Your goal
Please state, from the passage on the monks of Mount Athos, how many non-Orthodox visitors are allowed onto Athos each day.

Document passage
+ + +
Such a strong focus on contemplation makes it appear as though Orthodox monks are less concerned with society at large than their Western counterparts. No Orthodox equivalent of the Jesuits (the male religious order of the Catholic Church dedicated to action within the community) exists. We might fairly ask what relevance the monks of Athos have for the wider Orthodox church, immured in their monasteries far from all contact with the world. One answer lies in the inward service of monks, in prayers for the rest of humanity. But for most of us outside the monastery walls, the real value of such prayer seems hardly tangible. Another answer is in the ritual of service, haunting plainchant, and the relationship of the monks with pilgrim visitors.
At every monastery the Guest-Master greets travellers with a traditional welcome of raki (an alcoholic drink), Turkish delight and Greek coffee. Then pilgrims are ushered into their tiny cells. Service begins at 4am when a monk walks through the morning darkness to sound the bells. Then plainchant drifts through thick clouds of incense, and voices breathe round the cloisters growing light with the dawn. Most pilgrims attend this morning service, which in some monasteries lasts more than four hours. In the evening, visitors and monks come together again for final prayers. Pilgrims spend the hours in between quietly and alone, walking down to the sea or moving through the woods. During the day there is very little activity in the monasteries; the mountain seems to fall completely silent. For the 10 non-Orthodox visitors allowed onto Athos each day, this silence and the slow pace of monastic life gives insight into the peace repeatedly sought by pilgrims on annual visits. At sunset, after final service and dinner, pilgrims and monks gather in small circles outside the monastery gates. The monks, running beads through their hands, listen and give religious advice to travellers, looking out over the still Aegean, and the long rows of olive groves sloping down to the sea. The light fades, and the groups disperse, moving in silence back to their cells, till the last thread of pink leaves the horizon and the sun returns to her azure grove.
+ + +
Records supplied

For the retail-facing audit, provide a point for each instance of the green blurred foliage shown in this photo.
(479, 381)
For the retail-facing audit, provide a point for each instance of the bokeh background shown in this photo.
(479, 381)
+ + +
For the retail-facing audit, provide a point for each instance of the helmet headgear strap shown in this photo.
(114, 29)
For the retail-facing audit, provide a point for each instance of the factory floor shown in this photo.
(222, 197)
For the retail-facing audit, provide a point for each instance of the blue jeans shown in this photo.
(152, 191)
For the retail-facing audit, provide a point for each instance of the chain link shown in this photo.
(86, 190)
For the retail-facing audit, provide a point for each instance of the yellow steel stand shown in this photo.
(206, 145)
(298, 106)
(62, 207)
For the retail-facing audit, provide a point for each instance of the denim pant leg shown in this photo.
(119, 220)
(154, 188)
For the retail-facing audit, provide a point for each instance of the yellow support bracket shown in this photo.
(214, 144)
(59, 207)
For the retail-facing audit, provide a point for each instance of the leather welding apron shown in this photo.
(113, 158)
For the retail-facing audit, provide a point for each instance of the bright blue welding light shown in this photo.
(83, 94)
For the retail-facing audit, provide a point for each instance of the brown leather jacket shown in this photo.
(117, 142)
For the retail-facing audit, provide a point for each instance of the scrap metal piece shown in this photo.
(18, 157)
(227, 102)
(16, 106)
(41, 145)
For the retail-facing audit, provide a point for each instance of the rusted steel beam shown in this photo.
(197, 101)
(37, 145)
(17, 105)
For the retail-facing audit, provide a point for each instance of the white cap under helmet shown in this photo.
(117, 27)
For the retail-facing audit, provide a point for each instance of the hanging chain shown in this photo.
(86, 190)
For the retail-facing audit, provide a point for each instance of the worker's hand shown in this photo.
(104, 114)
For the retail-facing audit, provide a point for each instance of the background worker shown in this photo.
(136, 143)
+ + +
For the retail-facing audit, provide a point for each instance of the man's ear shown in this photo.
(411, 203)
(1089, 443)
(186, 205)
+ + +
Answer area
10